▸ **Data in this exercise**:

=======

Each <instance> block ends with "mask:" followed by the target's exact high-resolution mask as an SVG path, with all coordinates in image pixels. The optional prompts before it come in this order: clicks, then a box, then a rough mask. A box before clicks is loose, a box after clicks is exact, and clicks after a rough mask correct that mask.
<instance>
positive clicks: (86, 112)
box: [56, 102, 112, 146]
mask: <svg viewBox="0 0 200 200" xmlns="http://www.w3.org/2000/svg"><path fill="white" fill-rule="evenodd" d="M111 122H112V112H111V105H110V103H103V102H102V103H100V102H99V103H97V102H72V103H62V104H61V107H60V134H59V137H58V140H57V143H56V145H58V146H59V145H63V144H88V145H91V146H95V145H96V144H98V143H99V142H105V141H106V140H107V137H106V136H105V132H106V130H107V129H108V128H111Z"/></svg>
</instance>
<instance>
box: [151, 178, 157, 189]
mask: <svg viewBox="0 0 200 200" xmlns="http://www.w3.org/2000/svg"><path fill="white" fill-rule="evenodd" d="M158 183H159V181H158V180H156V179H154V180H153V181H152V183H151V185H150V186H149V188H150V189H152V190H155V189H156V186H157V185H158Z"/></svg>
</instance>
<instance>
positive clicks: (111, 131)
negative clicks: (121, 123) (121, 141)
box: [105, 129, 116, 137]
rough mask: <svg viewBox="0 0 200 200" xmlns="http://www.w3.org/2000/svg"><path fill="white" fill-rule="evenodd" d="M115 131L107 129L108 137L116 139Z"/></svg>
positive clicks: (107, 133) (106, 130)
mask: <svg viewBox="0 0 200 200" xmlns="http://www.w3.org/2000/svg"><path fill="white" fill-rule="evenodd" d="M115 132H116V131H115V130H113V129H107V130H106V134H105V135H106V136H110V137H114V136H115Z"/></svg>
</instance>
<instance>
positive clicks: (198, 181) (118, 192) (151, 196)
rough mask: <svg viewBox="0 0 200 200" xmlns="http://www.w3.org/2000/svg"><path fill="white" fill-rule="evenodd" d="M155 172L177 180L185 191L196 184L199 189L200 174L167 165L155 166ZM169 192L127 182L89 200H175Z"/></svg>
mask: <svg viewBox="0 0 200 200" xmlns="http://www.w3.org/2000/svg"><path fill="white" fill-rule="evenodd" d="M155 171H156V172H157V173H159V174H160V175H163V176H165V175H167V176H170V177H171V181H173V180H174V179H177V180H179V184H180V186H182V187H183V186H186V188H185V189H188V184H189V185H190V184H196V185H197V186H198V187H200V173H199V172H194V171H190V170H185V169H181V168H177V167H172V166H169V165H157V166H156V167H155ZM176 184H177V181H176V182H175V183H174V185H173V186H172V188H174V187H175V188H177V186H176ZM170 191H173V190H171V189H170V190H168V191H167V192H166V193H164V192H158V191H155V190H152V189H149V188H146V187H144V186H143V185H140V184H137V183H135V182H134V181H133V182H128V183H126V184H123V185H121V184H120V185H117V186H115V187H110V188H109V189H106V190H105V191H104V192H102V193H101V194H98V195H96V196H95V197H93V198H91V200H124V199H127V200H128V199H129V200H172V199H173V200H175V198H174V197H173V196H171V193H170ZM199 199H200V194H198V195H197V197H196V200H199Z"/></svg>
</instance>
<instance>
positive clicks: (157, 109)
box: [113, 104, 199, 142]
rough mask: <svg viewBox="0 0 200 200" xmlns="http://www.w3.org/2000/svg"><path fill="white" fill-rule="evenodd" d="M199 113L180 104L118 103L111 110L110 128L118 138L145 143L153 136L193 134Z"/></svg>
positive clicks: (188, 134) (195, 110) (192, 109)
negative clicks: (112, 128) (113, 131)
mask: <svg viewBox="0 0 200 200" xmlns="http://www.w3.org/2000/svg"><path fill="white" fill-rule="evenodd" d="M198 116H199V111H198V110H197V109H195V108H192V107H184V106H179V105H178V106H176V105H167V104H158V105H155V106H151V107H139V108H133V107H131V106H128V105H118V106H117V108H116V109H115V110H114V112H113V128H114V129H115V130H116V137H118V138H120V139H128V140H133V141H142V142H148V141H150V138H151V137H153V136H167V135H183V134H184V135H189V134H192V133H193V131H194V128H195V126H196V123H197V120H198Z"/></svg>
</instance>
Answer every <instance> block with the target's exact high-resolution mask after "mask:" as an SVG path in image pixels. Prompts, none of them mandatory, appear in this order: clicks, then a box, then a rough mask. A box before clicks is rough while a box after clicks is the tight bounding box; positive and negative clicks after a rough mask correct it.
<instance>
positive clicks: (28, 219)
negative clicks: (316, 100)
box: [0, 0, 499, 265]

=======

Print out the data exactly once more.

▸ **Answer to this task**:
Each <instance> block ends with "mask:" followed by the target's exact high-resolution mask as an SVG path, with all coordinates in image pixels. The optional prompts before it come in this order: clicks, then a box, then a rough mask. A box before clicks is loose, a box after clicks is exact, and clicks after a rough mask correct that mask.
<instance>
positive clicks: (86, 112)
box: [56, 102, 112, 146]
mask: <svg viewBox="0 0 200 200" xmlns="http://www.w3.org/2000/svg"><path fill="white" fill-rule="evenodd" d="M111 122H112V112H111V105H110V103H103V102H102V103H100V102H99V103H97V102H72V103H62V104H61V107H60V134H59V137H58V140H57V143H56V145H58V146H59V145H63V144H88V145H91V146H95V145H96V144H98V143H99V142H105V141H106V140H107V137H106V136H105V132H106V130H107V129H108V128H111Z"/></svg>
</instance>
<instance>
box: [151, 178, 157, 189]
mask: <svg viewBox="0 0 200 200" xmlns="http://www.w3.org/2000/svg"><path fill="white" fill-rule="evenodd" d="M158 183H159V181H158V180H156V179H154V180H153V181H152V183H151V185H150V186H149V188H150V189H152V190H155V189H156V186H157V185H158Z"/></svg>
</instance>
<instance>
positive clicks: (111, 131)
negative clicks: (121, 123) (121, 141)
box: [105, 129, 116, 137]
rough mask: <svg viewBox="0 0 200 200" xmlns="http://www.w3.org/2000/svg"><path fill="white" fill-rule="evenodd" d="M115 131L107 129L108 137L116 139Z"/></svg>
positive clicks: (107, 133) (106, 130)
mask: <svg viewBox="0 0 200 200" xmlns="http://www.w3.org/2000/svg"><path fill="white" fill-rule="evenodd" d="M115 132H116V131H115V130H113V129H107V130H106V134H105V135H106V136H110V137H114V136H115Z"/></svg>
</instance>
<instance>
positive clicks: (198, 181) (118, 192) (151, 196)
rough mask: <svg viewBox="0 0 200 200" xmlns="http://www.w3.org/2000/svg"><path fill="white" fill-rule="evenodd" d="M155 172L177 180L185 191L196 184L199 189L200 174L167 165L155 166ZM169 192L127 182L89 200H175Z"/></svg>
mask: <svg viewBox="0 0 200 200" xmlns="http://www.w3.org/2000/svg"><path fill="white" fill-rule="evenodd" d="M155 171H156V172H157V173H159V174H160V175H163V176H165V175H167V176H170V177H171V181H173V180H174V179H177V180H179V184H180V186H182V187H183V186H186V188H185V189H188V184H189V185H190V184H196V185H197V186H198V187H200V173H199V172H194V171H190V170H185V169H181V168H177V167H172V166H169V165H157V166H156V167H155ZM176 184H177V181H176V182H175V183H174V185H173V186H172V188H174V187H175V188H177V186H176ZM170 191H173V190H171V189H170V190H168V191H167V192H166V193H164V192H158V191H155V190H152V189H149V188H146V187H144V186H143V185H140V184H137V183H135V182H134V181H133V182H128V183H126V184H123V185H121V184H120V185H117V186H115V187H110V188H109V189H106V190H105V191H104V192H102V193H101V194H98V195H96V196H95V197H93V198H91V200H124V199H127V200H128V199H129V200H172V199H173V200H175V198H174V197H173V196H171V193H170ZM199 199H200V194H198V195H197V197H196V200H199Z"/></svg>
</instance>
<instance>
positive clicks: (157, 109)
box: [113, 104, 199, 142]
rough mask: <svg viewBox="0 0 200 200" xmlns="http://www.w3.org/2000/svg"><path fill="white" fill-rule="evenodd" d="M199 113L180 104L118 103L111 110L110 128L118 138L145 143L153 136L193 134Z"/></svg>
positive clicks: (188, 134) (195, 110) (192, 109)
negative clicks: (112, 128) (113, 131)
mask: <svg viewBox="0 0 200 200" xmlns="http://www.w3.org/2000/svg"><path fill="white" fill-rule="evenodd" d="M198 116H199V111H198V110H197V109H195V108H192V107H184V106H179V105H178V106H176V105H167V104H158V105H155V106H151V107H139V108H133V107H131V106H128V105H118V106H117V108H116V109H115V110H114V112H113V128H114V129H115V130H116V137H118V138H120V139H128V140H133V141H142V142H148V141H150V138H151V137H153V136H167V135H183V134H184V135H189V134H192V133H193V131H194V128H195V126H196V123H197V120H198Z"/></svg>
</instance>
Answer every <instance> block with the target's exact high-resolution mask after "mask:" as an SVG path in image pixels. Prompts, none of them mandatory, appear in this order: clicks, then a box, then a rough mask. A box before clicks is rough while a box after clicks is the tight bounding box; positive and negative clicks after a rough mask correct it.
<instance>
positive clicks: (28, 219)
negative clicks: (316, 100)
box: [0, 0, 499, 265]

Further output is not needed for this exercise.